● **Selection**
- - - - -

All other brands or product names are trademarks or registered trademarks of their respective companies. Designs and specifications are subject to change without notice.

Friday, September 19, 2008

Is There a Hybrid Camera in Pentax's Future?

Is There a Hybrid Camera in Pentax's Future?
Article by: Miserere

The best perfumes come in small containers. I'm not sure who coined this phrase, but it has been long used by petite women while wooing men. As if men needed help noticing women. I'm sure we will see this phrase in one form or another being used in the market campaigns for one of the new large-sensor compact cameras starting to appear on the market. As if photographers needed help being tempted by new equipment.

When Panasonic and Olympus announced the new micro 4/3 standard in the first week of August 2008, the internet was abuzz with speculation and ideas. As with all vapourware announcements, activity died down rapidly as attention shifted to items that we may actually see in our lifetime. Then, out of the blue, Panasonic announced the Lumix G1 some 5 weeks later. Whoah! When did developments start happening this quickly? And why am I talking about a Panasonic camera on a Pentax blog?

- - - - -

● **Records**
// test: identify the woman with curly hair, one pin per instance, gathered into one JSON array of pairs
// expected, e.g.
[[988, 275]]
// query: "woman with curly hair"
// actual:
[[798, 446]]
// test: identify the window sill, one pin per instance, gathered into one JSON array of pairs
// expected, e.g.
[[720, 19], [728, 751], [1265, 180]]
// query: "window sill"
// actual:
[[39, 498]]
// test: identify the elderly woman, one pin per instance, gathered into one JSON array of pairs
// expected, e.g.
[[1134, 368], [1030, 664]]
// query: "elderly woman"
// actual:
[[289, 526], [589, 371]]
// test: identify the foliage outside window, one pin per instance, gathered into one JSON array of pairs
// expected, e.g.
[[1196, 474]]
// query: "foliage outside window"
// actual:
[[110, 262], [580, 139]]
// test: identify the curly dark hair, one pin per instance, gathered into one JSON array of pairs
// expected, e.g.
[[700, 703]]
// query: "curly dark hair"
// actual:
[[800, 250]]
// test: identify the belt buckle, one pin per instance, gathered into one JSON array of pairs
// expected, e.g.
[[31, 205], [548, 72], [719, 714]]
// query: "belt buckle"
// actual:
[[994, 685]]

- - - - -

● **Required work**
From the article on a hybrid camera for Pentax, return the passage that opens with the words containing "The best perfumes" and closes with "by new equipment.", copied word for word. The listing comes from a separate source.

● **Final result**
The best perfumes come in small containers. I'm not sure who coined this phrase, but it has been long used by petite women while wooing men. As if men needed help noticing women. I'm sure we will see this phrase in one form or another being used in the market campaigns for one of the new large-sensor compact cameras starting to appear on the market. As if photographers needed help being tempted by new equipment.